## Questions
A. Copy the part of the small-business closures text that opens with "The latest data" and closes with "types this month.", swapping in "eateries" wherever "restaurants" appears.
B. Write the next part of the small-business closures text, picking up after its last sentence.

## Source text
━━━━━━━━━━
“Most borrowers have now used their entire loan”, the National Federation of Independent Business said this week, documenting the results from the latest in a series of small business polls conducted in the months since COVID-19 plunged the US economy into the worst downturn in at least a century.
71% of small businesses have now exhausted funds received through the Paycheck Protection Program, the NFIB survey found. “The 29% still using their loan are likely not far behind”, the accompanying color reads.
The results underscore the on-the-ground reality behind a handful of headline economic indicators which suggest the economy found its footing in May and June.
While retail sales have recovered thanks to government assistance for the unemployed, and although the mood among factory and services sector businesses has improved, for many small firms, the existential crisis that began in March will soon dead end in permanent closures.
The latest data from Yelp shows 60% of restaurants closed since March 1 are now permanently shuttered. Similarly, the percentage of shopping and retail businesses classified as permanently closed rose to 48% in July from 35% in June.
In fact, permanent closures (as a percentage) rose across all business types this month.
These businesses may be small, but taken together, this is no small matter. As the Fed noted last year, small employer firms (those with between 1 and 499 employees) account for 47.5% of the country’s private-sector workforce.
━━━━━━━━━━
## Study material
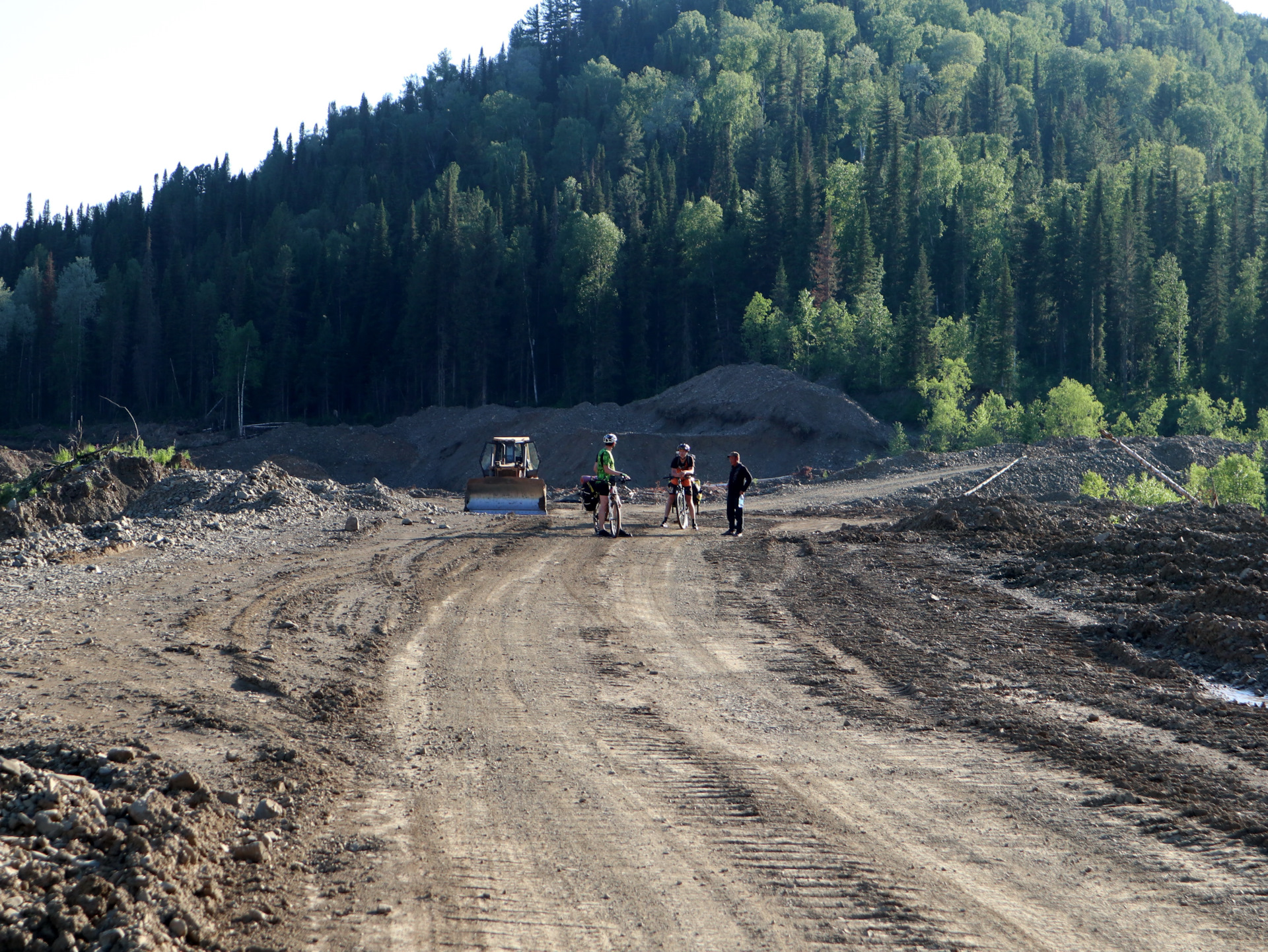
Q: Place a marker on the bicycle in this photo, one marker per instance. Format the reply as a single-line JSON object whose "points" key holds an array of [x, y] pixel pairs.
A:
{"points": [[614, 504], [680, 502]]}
━━━━━━━━━━
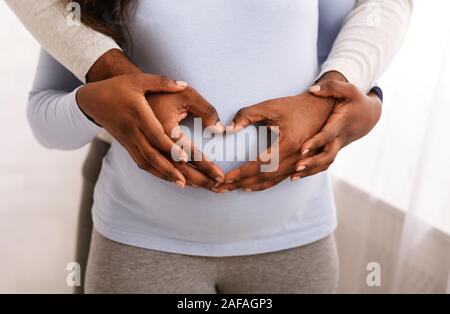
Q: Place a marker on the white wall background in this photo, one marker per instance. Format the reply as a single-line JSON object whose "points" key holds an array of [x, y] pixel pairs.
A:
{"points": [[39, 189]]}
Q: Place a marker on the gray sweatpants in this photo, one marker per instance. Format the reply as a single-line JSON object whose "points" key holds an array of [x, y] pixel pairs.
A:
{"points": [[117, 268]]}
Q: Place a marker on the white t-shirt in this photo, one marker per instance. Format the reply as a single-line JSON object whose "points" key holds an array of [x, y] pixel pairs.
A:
━━━━━━━━━━
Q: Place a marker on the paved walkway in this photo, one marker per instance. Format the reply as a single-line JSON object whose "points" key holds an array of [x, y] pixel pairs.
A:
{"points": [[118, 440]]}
━━━━━━━━━━
## Answers for the tasks
A.
The latest data from Yelp shows 60% of eateries closed since March 1 are now permanently shuttered. Similarly, the percentage of shopping and retail businesses classified as permanently closed rose to 48% in July from 35% in June.
In fact, permanent closures (as a percentage) rose across all business types this month.

B.
Many of those workers are at risk, as their employers teeter on the brink of financial oblivion.
Make no mistake, this isn’t just a matter of providing enough in the way of grants and other assistance. As the NFIB makes clear in the study cited above, “economic conditions have not yet returned to levels that can support business activity for many PPP loan borrowers who have exhausted their loan funds”.
In other words, while parts of the economy are improving, it’s not enough to keep the doors open for many of the businesses which availed themselves of PPP loans. This is consistent with all manner of anecdotal accounts, especially those sourced from states experiencing COVID-19 flare-ups.
In the linked piece above (“End Of The Road”) we summarized a few such stories from Texas, as originally documented by The New York Times. On Wednesday, Reuters ran a similarly disconcerting piece, which begins with the plight of a California business owner who is no stranger to hardship.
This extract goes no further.